___ Given information

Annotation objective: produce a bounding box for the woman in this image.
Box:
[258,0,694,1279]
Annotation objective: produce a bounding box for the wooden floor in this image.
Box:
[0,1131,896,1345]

______

Write out all of the material again, substituting "Labeling goal" wherever "Annotation objective" appears and keeping every other character the same.

Labeling goal: produce a bounding box for the woman in this image.
Box:
[258,0,694,1279]
Labeling goal: produce a bounding box for the wooden floor in this image.
Box:
[0,1131,896,1345]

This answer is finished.